What the task requires: Repeat every record below exactly as written.

Supplied records:
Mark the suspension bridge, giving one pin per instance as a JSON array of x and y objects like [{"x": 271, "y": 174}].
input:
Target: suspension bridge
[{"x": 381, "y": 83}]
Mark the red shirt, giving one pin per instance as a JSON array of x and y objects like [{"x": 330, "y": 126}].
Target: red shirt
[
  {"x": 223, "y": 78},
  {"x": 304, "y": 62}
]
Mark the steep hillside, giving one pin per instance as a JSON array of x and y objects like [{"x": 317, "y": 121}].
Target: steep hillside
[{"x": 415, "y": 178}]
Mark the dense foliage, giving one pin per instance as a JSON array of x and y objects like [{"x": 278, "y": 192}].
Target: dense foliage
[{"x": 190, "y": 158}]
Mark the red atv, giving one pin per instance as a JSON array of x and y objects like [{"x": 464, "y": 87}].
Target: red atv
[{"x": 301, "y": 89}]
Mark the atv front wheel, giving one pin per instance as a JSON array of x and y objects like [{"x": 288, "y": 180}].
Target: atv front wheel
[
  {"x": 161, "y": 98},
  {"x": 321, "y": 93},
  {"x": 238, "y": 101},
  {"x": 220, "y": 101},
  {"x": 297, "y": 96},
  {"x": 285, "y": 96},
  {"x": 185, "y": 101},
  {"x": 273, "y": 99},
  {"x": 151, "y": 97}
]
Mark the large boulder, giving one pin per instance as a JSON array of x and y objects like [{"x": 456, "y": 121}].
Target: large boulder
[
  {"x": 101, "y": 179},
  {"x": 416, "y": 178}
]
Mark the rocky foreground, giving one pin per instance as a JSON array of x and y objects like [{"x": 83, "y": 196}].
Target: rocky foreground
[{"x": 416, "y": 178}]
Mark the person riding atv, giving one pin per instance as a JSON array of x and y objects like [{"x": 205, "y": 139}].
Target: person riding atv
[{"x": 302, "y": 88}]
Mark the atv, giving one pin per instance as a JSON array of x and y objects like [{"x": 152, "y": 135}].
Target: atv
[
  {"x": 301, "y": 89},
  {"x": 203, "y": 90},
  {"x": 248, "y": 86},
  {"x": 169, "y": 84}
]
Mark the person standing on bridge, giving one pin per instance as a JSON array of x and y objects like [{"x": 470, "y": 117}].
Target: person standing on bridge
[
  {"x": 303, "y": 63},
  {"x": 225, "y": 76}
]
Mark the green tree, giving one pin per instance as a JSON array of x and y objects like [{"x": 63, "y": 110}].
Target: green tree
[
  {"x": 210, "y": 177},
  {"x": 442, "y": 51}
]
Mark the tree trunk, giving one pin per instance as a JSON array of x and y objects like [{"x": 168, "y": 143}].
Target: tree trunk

Answer below:
Mark the suspension bridge, giving one pin per instance as a JSON array of x and y objects like [{"x": 271, "y": 174}].
input:
Target: suspension bridge
[{"x": 381, "y": 83}]
Mark the red shirt, giving one pin per instance as a JSON array of x and y objects like [{"x": 330, "y": 126}].
Target: red shirt
[
  {"x": 223, "y": 78},
  {"x": 304, "y": 62}
]
Mark the steep hillside, giving one pin per instance as a JSON array of x and y objects like [{"x": 317, "y": 121}].
Target: steep hillside
[{"x": 415, "y": 178}]
Mark the dense foliage, giving one pin per instance as a JSON array of x and y objects like [{"x": 278, "y": 192}].
Target: dense foliage
[{"x": 190, "y": 158}]
Mark the red atv, giving one pin per instance as a JSON array of x and y objects like [{"x": 464, "y": 87}].
Target: red atv
[{"x": 301, "y": 89}]
Mark the atv front wheel, giving one pin per instance as a JSON array of x and y objects like [{"x": 288, "y": 180}].
Target: atv front wheel
[
  {"x": 161, "y": 98},
  {"x": 321, "y": 93},
  {"x": 238, "y": 101},
  {"x": 220, "y": 101},
  {"x": 297, "y": 96},
  {"x": 285, "y": 96},
  {"x": 185, "y": 101},
  {"x": 273, "y": 99},
  {"x": 151, "y": 97}
]
Mark the large boulder, giving one pin per instance as a JSON array of x and y objects like [{"x": 456, "y": 121}].
Target: large boulder
[
  {"x": 101, "y": 179},
  {"x": 416, "y": 178}
]
Mark the rocky foreground, giving one pin per instance as a JSON array of x and y objects like [{"x": 83, "y": 196}].
Target: rocky foreground
[{"x": 416, "y": 178}]
Mark the person riding atv, giving one pin per instance as a JSON array of x and y objects like [{"x": 205, "y": 139}].
Target: person riding atv
[{"x": 302, "y": 88}]
Mark the atv, giving one pin per instance as a JSON array of x and y objects like [{"x": 152, "y": 135}].
Target: atv
[
  {"x": 301, "y": 89},
  {"x": 203, "y": 90},
  {"x": 248, "y": 86},
  {"x": 169, "y": 84}
]
Mark the person standing on bridge, giving one pin per instance as a JSON array of x and y objects like [{"x": 470, "y": 117}].
Target: person standing on bridge
[
  {"x": 303, "y": 63},
  {"x": 225, "y": 76}
]
Mark the green tree, giving one pin per instance as a JSON array of x and y objects like [{"x": 63, "y": 110}].
Target: green tree
[
  {"x": 210, "y": 177},
  {"x": 442, "y": 51}
]
Mark the tree trunk, giving one pin per instance as a JSON array of x and y objects like [{"x": 168, "y": 143}].
Target: tree trunk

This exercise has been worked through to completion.